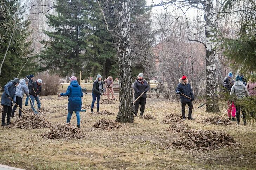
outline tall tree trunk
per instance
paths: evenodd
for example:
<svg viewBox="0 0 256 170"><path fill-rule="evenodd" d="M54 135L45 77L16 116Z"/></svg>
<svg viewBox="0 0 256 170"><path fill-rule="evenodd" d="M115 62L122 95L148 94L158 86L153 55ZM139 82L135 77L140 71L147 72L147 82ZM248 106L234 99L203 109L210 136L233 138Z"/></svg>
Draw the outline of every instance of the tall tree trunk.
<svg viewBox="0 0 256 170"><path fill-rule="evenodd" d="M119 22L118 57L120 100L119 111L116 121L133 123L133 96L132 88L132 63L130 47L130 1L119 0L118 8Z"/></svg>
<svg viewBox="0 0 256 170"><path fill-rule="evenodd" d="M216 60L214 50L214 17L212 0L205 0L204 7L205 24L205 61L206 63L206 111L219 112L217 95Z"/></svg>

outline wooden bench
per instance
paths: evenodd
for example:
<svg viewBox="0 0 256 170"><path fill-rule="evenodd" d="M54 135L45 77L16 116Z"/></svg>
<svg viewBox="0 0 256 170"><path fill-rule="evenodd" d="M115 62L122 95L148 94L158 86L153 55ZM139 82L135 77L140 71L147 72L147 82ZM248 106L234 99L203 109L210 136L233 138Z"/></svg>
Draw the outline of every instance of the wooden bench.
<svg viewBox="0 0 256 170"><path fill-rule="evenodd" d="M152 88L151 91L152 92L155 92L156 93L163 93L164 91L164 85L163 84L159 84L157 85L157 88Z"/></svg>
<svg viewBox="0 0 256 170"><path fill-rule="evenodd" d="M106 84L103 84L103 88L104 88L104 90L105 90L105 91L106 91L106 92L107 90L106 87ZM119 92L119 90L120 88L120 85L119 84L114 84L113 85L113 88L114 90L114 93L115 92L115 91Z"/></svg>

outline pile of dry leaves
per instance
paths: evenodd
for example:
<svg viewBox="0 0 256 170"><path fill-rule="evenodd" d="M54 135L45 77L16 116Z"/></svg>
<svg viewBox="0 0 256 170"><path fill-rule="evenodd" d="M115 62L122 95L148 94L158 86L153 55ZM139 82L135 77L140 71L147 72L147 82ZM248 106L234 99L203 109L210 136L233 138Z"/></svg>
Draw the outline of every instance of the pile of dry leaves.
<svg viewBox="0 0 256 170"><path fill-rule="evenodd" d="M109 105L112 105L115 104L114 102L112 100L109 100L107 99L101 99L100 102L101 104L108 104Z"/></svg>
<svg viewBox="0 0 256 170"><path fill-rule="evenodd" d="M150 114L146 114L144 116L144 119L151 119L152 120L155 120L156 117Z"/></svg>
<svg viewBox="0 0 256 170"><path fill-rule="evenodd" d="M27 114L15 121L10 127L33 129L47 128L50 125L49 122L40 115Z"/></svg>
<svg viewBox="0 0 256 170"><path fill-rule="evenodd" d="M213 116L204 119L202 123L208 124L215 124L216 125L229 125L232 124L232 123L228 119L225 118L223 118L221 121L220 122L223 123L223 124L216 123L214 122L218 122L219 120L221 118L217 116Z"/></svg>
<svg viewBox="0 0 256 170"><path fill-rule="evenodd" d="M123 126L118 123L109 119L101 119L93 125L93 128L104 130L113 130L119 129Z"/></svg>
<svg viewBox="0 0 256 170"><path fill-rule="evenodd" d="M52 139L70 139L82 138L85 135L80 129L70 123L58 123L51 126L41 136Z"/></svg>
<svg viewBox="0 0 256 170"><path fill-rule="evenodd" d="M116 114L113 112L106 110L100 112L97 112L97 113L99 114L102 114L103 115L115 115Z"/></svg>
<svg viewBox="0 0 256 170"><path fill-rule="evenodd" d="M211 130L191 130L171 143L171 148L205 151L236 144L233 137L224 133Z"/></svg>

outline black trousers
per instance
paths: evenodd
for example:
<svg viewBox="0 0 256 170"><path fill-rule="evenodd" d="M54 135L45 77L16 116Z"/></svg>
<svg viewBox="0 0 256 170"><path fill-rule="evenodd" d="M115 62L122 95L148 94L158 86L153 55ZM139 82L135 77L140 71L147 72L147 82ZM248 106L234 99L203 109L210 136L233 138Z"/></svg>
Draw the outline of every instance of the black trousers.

Written instruction: Please recast all of the material above as a JSON list of strings with one string per line, leaving out blank lines and the pictures.

Worked solution:
[
  "outline tall tree trunk",
  "per instance",
  "paths: evenodd",
  "for example:",
  "<svg viewBox=\"0 0 256 170\"><path fill-rule=\"evenodd\" d=\"M54 135L45 77L16 116Z\"/></svg>",
  "<svg viewBox=\"0 0 256 170\"><path fill-rule=\"evenodd\" d=\"M115 62L122 95L148 94L158 86L153 55ZM139 82L135 77L140 71L147 72L147 82ZM248 106L234 99L203 109L210 136L233 138Z\"/></svg>",
  "Draw the outline of every instance of the tall tree trunk.",
  "<svg viewBox=\"0 0 256 170\"><path fill-rule=\"evenodd\" d=\"M119 22L118 57L120 100L119 111L116 121L133 123L133 96L132 88L132 63L130 47L130 1L119 0L118 8Z\"/></svg>",
  "<svg viewBox=\"0 0 256 170\"><path fill-rule=\"evenodd\" d=\"M216 60L214 50L214 17L212 0L205 0L204 7L205 24L205 61L206 63L206 111L219 112L217 95Z\"/></svg>",
  "outline wooden bench",
  "per instance",
  "paths: evenodd",
  "for example:",
  "<svg viewBox=\"0 0 256 170\"><path fill-rule=\"evenodd\" d=\"M54 135L45 77L16 116Z\"/></svg>",
  "<svg viewBox=\"0 0 256 170\"><path fill-rule=\"evenodd\" d=\"M115 62L122 95L148 94L158 86L153 55ZM139 82L135 77L140 71L147 72L147 82ZM248 106L234 99L203 109L210 136L233 138Z\"/></svg>",
  "Draw the outline of every instance of the wooden bench.",
  "<svg viewBox=\"0 0 256 170\"><path fill-rule=\"evenodd\" d=\"M152 88L151 91L152 92L155 92L156 93L163 93L164 91L164 85L163 84L159 84L157 85L157 88Z\"/></svg>",
  "<svg viewBox=\"0 0 256 170\"><path fill-rule=\"evenodd\" d=\"M106 84L103 84L103 88L104 88L104 90L105 90L105 91L106 91L106 92L107 90L106 87ZM119 92L119 90L120 88L120 85L119 84L114 84L113 85L113 88L114 90L114 93L115 92L115 91Z\"/></svg>",
  "outline pile of dry leaves",
  "per instance",
  "paths: evenodd",
  "for example:",
  "<svg viewBox=\"0 0 256 170\"><path fill-rule=\"evenodd\" d=\"M54 135L45 77L16 116Z\"/></svg>",
  "<svg viewBox=\"0 0 256 170\"><path fill-rule=\"evenodd\" d=\"M115 62L122 95L148 94L158 86L153 55ZM139 82L135 77L140 71L147 72L147 82ZM248 106L234 99L203 109L210 136L233 138Z\"/></svg>",
  "Draw the outline of every instance of the pile of dry leaves.",
  "<svg viewBox=\"0 0 256 170\"><path fill-rule=\"evenodd\" d=\"M109 105L112 105L115 104L114 102L112 100L109 100L107 99L101 99L100 102L101 104L108 104Z\"/></svg>",
  "<svg viewBox=\"0 0 256 170\"><path fill-rule=\"evenodd\" d=\"M150 114L146 114L144 116L144 119L151 119L152 120L155 120L156 117Z\"/></svg>",
  "<svg viewBox=\"0 0 256 170\"><path fill-rule=\"evenodd\" d=\"M27 114L15 121L10 127L33 129L47 128L50 125L49 122L40 115Z\"/></svg>",
  "<svg viewBox=\"0 0 256 170\"><path fill-rule=\"evenodd\" d=\"M213 116L204 119L202 123L208 124L215 124L216 125L229 125L232 124L232 123L228 119L225 118L223 118L221 121L220 122L223 123L223 124L216 123L214 122L218 122L219 120L221 118L217 116Z\"/></svg>",
  "<svg viewBox=\"0 0 256 170\"><path fill-rule=\"evenodd\" d=\"M123 126L118 123L109 119L101 119L93 125L93 128L104 130L113 130L119 129Z\"/></svg>",
  "<svg viewBox=\"0 0 256 170\"><path fill-rule=\"evenodd\" d=\"M52 139L70 139L82 138L85 135L80 129L70 123L58 123L51 126L41 136Z\"/></svg>",
  "<svg viewBox=\"0 0 256 170\"><path fill-rule=\"evenodd\" d=\"M116 114L113 112L106 110L100 112L97 112L97 113L99 114L102 114L103 115L115 115Z\"/></svg>",
  "<svg viewBox=\"0 0 256 170\"><path fill-rule=\"evenodd\" d=\"M211 130L191 130L171 143L171 148L205 151L236 144L233 137L224 133Z\"/></svg>",
  "outline black trousers",
  "per instance",
  "paths: evenodd",
  "for example:",
  "<svg viewBox=\"0 0 256 170\"><path fill-rule=\"evenodd\" d=\"M54 135L45 77L16 116Z\"/></svg>",
  "<svg viewBox=\"0 0 256 170\"><path fill-rule=\"evenodd\" d=\"M115 62L122 95L148 94L158 86L153 55ZM139 82L135 77L140 71L147 72L147 82ZM248 106L234 99L203 109L210 136L233 138Z\"/></svg>",
  "Draw the outline of every instance of the black trousers."
]